## Selected excerpt
--- --- ---
May we all be moved to give ourselves away so that someone else may know that there is hope! 

Saturday, January 14, 2017

Could Be Worse!


When our kids were young, one of my favorite books to read to them was entitled “Could Be Worse” by James Stevenson.   In the book, “Grandpa” always responded to any complaint from the grandkids with the same phrase: “Could be worse!”  Whether the grandkids had a splinter or were bemoaning a lost kite, the response from imperturbable Grandpa was the same:  “Could be worse!”  As the kids began thinking that Grandpa was “one dimensional”, he fabricated a fabulous tale about being attacked by the abominable snowman, being carried away by a giant bird and being trapped under the sea.  The adventure continues as the grandkids hang on every turn of the story until Grandpa arrives back to his home.  Shocked and amazed, the young ones were asked by Grandpa what they thought of his fanciful story.  “Could be worse!” they responded in unison.
--- --- ---
## The data
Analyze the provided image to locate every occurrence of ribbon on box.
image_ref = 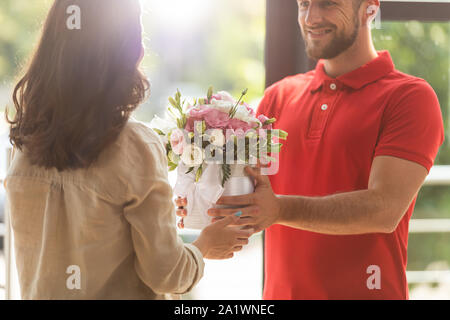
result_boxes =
[174,163,224,229]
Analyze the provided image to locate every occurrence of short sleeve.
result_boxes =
[374,80,444,172]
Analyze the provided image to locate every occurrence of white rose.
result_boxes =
[150,115,177,136]
[208,129,225,147]
[181,144,204,167]
[210,98,234,113]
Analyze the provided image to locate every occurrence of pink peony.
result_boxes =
[170,129,186,155]
[258,114,273,130]
[211,91,236,103]
[186,106,230,132]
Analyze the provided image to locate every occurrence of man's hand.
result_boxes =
[208,167,281,232]
[192,216,254,260]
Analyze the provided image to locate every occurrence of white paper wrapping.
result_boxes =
[174,164,254,230]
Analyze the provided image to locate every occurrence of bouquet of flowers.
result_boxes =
[150,87,287,229]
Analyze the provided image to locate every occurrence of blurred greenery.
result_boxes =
[0,0,450,288]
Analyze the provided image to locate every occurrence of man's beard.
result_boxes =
[303,19,360,60]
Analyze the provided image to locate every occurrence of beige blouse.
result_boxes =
[5,119,204,299]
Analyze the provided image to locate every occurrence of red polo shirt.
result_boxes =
[258,51,444,299]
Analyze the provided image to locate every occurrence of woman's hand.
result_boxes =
[208,167,281,232]
[192,215,254,259]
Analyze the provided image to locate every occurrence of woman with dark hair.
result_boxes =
[5,0,251,299]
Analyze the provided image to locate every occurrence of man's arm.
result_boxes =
[208,156,428,235]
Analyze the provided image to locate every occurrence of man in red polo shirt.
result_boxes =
[178,0,444,299]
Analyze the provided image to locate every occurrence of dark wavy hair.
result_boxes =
[6,0,150,171]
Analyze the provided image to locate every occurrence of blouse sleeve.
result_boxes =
[124,125,204,294]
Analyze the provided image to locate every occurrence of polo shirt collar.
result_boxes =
[310,51,395,92]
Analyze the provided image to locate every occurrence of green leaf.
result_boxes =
[168,160,178,171]
[263,118,277,126]
[185,167,194,174]
[195,166,203,182]
[222,163,231,187]
[153,128,165,136]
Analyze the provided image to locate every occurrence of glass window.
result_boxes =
[373,20,450,299]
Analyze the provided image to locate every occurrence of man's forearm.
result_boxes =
[278,190,398,235]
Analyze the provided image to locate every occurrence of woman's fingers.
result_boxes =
--- --- ---
## Task statement
Translate this sentence from the "Could Be Worse" post into Spanish: "The adventure continues as the grandkids hang on every turn of the story until Grandpa arrives back to his home."

## Exercise response
La aventura continúa mientras los nietos están pendientes de cada giro de la historia hasta que el Abuelo regresa a su casa.